### Extrait fourni
Deux des commanditaires de l’attentat perpétré dans Nocturama, deux étudiants, sont assis dans un restaurant et discutent sur la chute de la civilisation, l’ennemi intérieur et des modalités du concours Science Po, à savoir la méthodologie de la dissertation : deux grandes parties et deux sous parties chacune : une première sous partie qui définit le sujet, une deuxième qui l’explique, pour par la suite l’étirer à son paroxysme et le contredire dans un troisième acte et finir par un argument amoral quitte à tout remettre en cause sous forme de conclusion.


Et par ce prisme discursif, Bertrand Bonello nous présente alors le visage de l’architecture de son film qui se divisera entre le passage à l’acte avec tous les préparatifs que cela occasionne et la dissimulation de toute la bande dans un grand magasin parisien en pensant se faire invisible afin de regagner la lumière lors du lever du soleil. De par son sujet et l’actualité qui jalonnent notre pays, Nocturama est une œuvre prégnante mais qui a le mérite de ne jamais paraitre opportuniste dans son appropriation du réel.


Certes Nocturama s’insère dans un quotidien qui est le nôtre en prenant en otage la ville de Paris et en nommant nos dirigeants par ceux de l’actuel quinquennat (« Valls ») mais empêche toute confusion avec le spectre de la revendication islamiste ou religieuse : que cela soit par ses protagonistes ou par l’interférence des médias, l’attentat n’aura aucune revendication propre, ni de volonté au meurtre de masse (l’attentat en question n’en est pas un), ni de motivations explicites sauf que tout le monde s’accordera à dire, comme en témoigne la jeune femme avec son vélo (Adèle Haenel) : « que cela devait arriver ».


Bien que Bertrand Bonello se servira de quelques dialogues pour donner des pistes sur le désarroi qui pousse à l’action, le réalisateur ne préférera pas s’aventurer dans un message politique sur la responsabilité internationale et les conséquences des conflits armés: au contraire il utilisera le terrorisme à contre emploi et ambigu. Au lieu d'en faire une action qui divise, le terrorisme chez Bonello rassemble autour de soi, pour le meilleur et pour le pire dans "l'horreur".


Il fera de Nocturama un cri de rage adolescent, une façon de rassembler la jeunesse de France dans le nihilisme avec tout cela comporte comme diversité culturelle et sociale : ils sont libres, égaux et fraternels devant la violence et la perte d’innocence. Il est bien là le message de Bonello : panser les plaies de la jeunesse, lui offrir une identité commune, casser les codes du communautarisme ambiant et nauséeux des chaines d'information, avant de la conduire à faire n’importe quoi.


Nocturama se détache d’une œuvre récente comme Made in France mais se rapproche plus d’Elephant de Gus Van Sant, de Polytechnique de Denis Villeneuve ou même surtout de Night Moves Kelly Reichardt. Car avant d’être un vrai pamphlet politique, qu’il n’est pas forcément dans ses contours, Nocturama est une ode à la jeunesse, à son évanescence et est la création d’un cinéaste hors pair dans la captation de l’espace et du temps : deux paramètres qu’il affectionne parfaitement. A l’image du montage organique affiché dans Saint Laurent, la première partie de Nocturama est quasiment muette (trente première minutes) et échelonne sa mise en scène comme un pur cinéma de mouvement : comme si l’immobilité était synonyme d’insécurité et de repérage.

### Exercice court A
Comptez les lignes des entrées qui contiennent la chaîne « screen », puis donnez uniquement ce nombre.
La critique et les entrées proviennent de sources distinctes.

Annotations par points sur des photos:
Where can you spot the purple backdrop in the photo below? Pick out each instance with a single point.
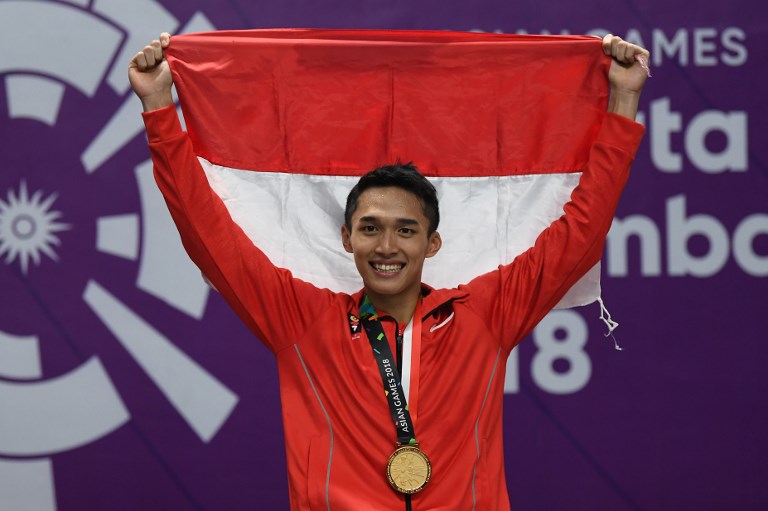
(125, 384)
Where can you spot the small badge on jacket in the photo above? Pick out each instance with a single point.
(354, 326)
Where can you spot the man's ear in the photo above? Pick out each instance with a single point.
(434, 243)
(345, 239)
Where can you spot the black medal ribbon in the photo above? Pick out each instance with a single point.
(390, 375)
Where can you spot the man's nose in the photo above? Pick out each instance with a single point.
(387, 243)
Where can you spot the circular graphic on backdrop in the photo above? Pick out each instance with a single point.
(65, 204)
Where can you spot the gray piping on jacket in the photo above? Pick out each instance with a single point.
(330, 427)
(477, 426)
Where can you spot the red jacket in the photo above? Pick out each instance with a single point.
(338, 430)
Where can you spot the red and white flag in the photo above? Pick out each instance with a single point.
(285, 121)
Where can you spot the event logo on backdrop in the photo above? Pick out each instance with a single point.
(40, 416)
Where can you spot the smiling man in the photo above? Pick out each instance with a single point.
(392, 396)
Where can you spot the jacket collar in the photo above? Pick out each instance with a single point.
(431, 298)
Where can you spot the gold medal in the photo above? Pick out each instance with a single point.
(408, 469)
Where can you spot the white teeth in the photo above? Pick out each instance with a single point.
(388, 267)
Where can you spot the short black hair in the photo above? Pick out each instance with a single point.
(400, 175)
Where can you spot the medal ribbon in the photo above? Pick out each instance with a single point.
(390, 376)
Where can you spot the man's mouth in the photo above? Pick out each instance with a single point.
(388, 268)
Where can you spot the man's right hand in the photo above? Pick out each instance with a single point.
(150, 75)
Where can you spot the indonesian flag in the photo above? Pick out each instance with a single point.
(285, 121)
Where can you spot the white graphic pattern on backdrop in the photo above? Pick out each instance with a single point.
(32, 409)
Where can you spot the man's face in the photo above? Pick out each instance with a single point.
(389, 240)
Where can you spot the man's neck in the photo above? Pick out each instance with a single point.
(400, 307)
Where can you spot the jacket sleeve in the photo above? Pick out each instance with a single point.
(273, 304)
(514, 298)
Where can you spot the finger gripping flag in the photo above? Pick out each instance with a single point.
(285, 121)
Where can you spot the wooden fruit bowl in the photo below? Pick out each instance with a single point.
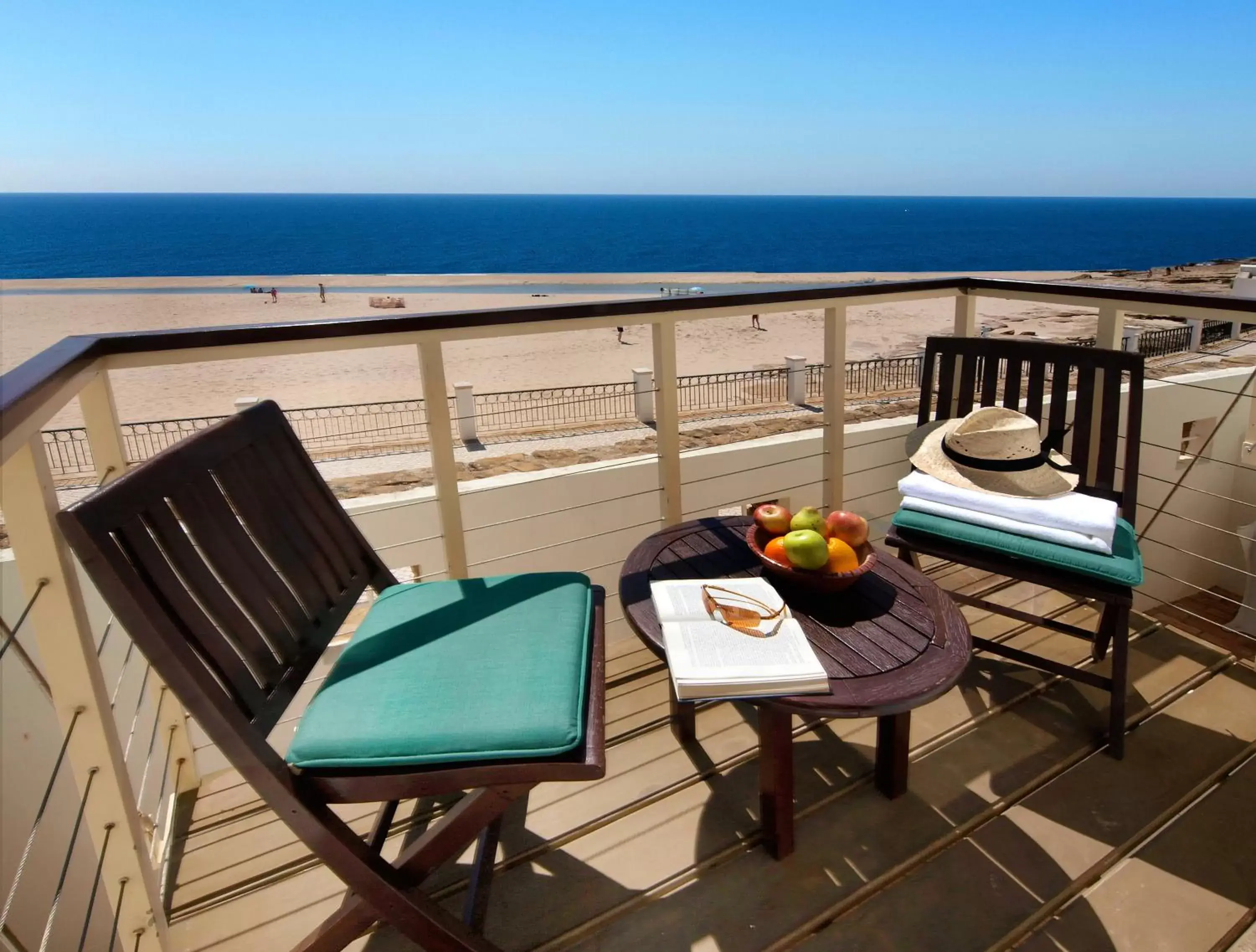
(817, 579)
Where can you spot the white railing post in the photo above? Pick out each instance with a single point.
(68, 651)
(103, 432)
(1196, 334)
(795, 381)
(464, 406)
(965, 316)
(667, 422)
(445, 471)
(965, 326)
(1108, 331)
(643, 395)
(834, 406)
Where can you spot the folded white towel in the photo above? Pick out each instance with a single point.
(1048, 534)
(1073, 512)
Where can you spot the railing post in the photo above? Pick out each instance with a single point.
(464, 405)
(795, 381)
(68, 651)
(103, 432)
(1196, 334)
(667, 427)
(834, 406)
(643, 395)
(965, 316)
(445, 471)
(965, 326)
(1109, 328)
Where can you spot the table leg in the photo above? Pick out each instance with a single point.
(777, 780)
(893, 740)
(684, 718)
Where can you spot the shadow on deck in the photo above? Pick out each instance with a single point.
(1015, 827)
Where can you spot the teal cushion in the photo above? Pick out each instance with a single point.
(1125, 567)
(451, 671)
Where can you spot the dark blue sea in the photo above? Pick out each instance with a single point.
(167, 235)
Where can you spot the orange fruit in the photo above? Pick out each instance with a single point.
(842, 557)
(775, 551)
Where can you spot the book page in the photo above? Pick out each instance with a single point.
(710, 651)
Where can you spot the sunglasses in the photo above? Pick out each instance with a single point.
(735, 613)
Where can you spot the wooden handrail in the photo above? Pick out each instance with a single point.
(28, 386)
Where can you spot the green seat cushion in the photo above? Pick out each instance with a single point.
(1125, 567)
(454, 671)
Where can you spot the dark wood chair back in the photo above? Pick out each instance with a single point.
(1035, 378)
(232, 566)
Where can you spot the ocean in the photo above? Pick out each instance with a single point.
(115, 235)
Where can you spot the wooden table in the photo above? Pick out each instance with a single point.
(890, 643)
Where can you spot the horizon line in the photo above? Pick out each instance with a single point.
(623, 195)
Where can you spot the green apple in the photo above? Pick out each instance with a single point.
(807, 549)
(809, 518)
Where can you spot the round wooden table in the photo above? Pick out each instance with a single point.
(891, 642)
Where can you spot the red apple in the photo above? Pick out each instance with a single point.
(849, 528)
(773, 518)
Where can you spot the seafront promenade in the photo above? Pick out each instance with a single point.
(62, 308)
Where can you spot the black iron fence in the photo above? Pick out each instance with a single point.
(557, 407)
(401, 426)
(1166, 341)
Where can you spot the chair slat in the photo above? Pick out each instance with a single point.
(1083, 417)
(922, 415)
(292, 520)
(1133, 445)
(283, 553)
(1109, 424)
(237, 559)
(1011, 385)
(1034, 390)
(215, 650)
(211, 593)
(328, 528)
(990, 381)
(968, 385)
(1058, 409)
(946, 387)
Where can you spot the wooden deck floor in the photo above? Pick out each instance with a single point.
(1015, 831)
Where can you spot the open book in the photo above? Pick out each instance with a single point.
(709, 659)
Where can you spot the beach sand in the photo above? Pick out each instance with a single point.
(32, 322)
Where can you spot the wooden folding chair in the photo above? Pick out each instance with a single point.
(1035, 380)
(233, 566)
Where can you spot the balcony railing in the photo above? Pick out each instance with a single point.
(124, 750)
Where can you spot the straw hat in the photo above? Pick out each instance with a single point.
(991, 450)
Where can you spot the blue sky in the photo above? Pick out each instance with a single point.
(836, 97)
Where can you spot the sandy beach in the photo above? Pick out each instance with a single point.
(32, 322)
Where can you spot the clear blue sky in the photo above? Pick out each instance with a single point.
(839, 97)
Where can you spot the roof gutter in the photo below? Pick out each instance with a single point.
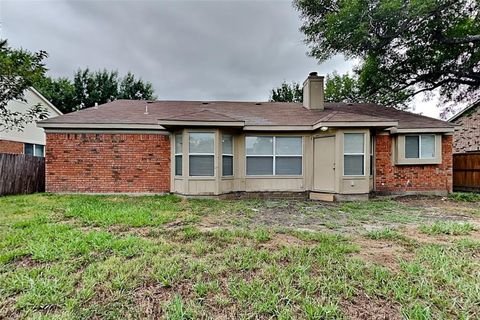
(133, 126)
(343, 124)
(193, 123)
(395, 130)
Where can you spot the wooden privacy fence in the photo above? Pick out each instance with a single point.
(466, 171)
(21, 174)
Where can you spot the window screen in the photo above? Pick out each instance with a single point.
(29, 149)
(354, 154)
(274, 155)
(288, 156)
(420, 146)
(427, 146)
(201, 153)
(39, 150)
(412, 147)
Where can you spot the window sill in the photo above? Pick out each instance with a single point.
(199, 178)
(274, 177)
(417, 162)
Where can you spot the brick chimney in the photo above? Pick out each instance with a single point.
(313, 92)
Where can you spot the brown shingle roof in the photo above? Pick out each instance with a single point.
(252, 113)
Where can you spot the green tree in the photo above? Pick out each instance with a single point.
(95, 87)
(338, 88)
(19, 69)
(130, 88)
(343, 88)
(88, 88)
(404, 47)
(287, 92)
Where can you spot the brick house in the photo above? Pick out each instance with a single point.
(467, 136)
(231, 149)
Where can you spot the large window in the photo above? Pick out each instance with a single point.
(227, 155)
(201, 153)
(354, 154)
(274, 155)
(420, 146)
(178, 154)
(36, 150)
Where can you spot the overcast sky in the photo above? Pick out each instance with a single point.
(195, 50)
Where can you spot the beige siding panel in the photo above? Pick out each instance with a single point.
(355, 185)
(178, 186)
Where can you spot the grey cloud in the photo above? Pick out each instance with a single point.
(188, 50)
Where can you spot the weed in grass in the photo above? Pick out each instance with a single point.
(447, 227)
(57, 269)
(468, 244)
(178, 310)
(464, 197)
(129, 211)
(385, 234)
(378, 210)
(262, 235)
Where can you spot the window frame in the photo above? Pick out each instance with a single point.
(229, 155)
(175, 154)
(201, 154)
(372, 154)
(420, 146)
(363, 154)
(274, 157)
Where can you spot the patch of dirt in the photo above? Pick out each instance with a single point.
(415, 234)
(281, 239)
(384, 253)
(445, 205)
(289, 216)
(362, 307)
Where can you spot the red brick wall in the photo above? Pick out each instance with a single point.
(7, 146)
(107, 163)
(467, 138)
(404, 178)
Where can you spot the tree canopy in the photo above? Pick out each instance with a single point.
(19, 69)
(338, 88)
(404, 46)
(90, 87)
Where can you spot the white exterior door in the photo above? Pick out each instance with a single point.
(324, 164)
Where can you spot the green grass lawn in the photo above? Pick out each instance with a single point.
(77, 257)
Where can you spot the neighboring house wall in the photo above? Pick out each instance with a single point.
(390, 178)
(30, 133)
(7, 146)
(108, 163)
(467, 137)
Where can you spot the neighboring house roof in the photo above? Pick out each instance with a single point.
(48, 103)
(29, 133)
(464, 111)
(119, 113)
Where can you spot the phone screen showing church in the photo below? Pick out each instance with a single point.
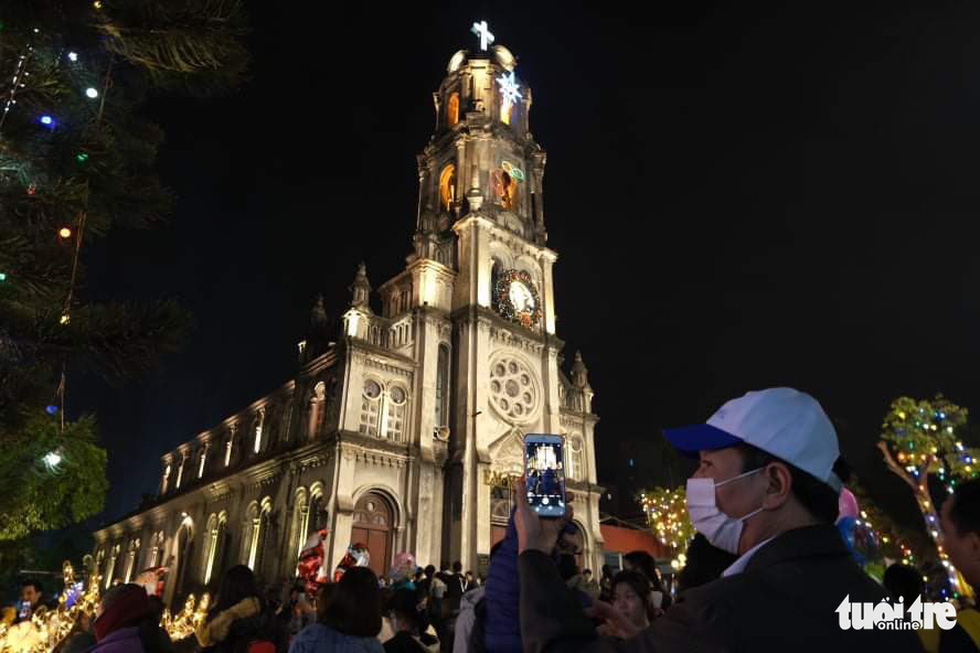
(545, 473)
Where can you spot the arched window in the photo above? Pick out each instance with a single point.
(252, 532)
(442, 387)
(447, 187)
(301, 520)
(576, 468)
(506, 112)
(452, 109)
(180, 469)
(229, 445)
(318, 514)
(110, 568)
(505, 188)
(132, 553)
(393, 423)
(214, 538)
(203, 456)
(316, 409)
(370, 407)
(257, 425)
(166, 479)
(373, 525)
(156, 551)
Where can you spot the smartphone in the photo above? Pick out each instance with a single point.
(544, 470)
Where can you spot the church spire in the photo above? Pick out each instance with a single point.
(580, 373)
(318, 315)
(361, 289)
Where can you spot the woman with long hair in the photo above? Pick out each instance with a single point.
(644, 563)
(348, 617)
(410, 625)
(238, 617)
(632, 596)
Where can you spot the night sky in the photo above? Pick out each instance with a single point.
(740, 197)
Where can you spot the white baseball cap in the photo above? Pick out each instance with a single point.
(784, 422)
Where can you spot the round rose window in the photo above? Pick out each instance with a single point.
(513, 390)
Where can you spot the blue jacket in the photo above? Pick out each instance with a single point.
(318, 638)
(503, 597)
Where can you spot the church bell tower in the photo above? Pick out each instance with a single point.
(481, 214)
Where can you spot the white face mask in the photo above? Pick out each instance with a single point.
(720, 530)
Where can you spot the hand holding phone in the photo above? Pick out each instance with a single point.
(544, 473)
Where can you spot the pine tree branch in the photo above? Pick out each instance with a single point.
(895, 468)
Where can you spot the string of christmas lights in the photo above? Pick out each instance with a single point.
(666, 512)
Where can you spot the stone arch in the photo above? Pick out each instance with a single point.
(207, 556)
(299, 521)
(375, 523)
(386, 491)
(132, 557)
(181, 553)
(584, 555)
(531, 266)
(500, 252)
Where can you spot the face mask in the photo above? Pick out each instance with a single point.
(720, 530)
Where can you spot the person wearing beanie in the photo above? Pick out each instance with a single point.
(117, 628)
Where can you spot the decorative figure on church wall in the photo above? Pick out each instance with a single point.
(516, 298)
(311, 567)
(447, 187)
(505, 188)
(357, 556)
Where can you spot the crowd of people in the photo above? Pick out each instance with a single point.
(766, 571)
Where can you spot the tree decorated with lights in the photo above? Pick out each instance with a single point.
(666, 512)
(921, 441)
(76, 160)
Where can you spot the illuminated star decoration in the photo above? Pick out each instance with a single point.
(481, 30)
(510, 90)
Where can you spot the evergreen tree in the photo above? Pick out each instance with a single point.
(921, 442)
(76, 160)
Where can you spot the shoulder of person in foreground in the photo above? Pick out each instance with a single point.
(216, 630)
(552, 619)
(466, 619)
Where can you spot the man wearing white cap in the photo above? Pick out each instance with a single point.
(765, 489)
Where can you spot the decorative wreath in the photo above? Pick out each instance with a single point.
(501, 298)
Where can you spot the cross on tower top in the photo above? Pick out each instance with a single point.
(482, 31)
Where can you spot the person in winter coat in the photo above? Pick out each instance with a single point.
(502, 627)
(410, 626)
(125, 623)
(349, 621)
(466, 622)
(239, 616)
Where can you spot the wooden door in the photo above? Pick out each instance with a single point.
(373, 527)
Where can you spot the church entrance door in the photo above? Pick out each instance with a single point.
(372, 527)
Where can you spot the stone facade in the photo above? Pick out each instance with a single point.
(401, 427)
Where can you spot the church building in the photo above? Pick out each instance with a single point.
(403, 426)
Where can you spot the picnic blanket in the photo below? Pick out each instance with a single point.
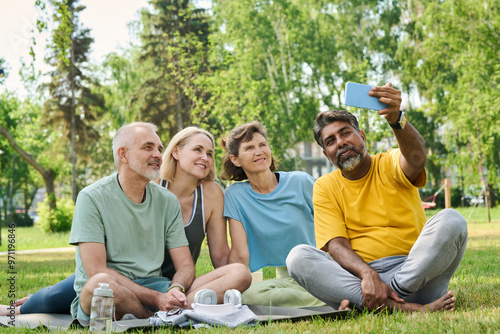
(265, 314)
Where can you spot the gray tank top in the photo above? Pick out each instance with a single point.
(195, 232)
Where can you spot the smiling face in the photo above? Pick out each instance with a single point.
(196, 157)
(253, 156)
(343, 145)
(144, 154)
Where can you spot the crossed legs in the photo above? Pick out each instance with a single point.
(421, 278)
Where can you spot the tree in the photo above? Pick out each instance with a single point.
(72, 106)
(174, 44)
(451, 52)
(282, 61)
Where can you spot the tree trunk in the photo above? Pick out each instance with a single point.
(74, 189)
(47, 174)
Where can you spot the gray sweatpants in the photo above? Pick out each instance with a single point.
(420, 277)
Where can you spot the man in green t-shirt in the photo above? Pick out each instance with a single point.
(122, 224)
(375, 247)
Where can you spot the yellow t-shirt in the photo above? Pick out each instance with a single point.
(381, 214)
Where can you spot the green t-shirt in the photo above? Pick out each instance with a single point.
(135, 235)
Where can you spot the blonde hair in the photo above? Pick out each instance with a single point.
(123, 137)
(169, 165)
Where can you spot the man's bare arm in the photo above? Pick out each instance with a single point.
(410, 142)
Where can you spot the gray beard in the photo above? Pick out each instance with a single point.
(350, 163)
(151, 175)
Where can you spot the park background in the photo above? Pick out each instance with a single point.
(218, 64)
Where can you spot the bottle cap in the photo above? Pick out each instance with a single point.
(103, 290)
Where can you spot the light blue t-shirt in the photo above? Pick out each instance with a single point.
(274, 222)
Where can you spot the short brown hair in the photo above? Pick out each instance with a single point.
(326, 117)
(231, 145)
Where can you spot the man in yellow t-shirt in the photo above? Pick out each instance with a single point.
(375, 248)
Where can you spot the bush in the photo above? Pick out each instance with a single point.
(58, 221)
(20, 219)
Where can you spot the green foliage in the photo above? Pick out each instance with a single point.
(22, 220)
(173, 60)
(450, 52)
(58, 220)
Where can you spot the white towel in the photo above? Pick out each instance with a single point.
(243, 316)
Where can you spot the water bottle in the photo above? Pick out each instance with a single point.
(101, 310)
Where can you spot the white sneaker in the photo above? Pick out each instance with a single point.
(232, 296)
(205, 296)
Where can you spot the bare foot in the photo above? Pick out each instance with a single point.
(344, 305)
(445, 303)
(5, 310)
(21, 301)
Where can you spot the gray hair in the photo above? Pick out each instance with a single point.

### Exercice court B
Recopiez, s'il vous plaît, le passage de la critique qui commence par « Il fera de Nocturama » et se poursuit jusqu'à « faire n’importe quoi. ».

### Bonne réponse A
2

### Bonne réponse B
Il fera de Nocturama un cri de rage adolescent, une façon de rassembler la jeunesse de France dans le nihilisme avec tout cela comporte comme diversité culturelle et sociale : ils sont libres, égaux et fraternels devant la violence et la perte d’innocence. Il est bien là le message de Bonello : panser les plaies de la jeunesse, lui offrir une identité commune, casser les codes du communautarisme ambiant et nauséeux des chaines d'information, avant de la conduire à faire n’importe quoi.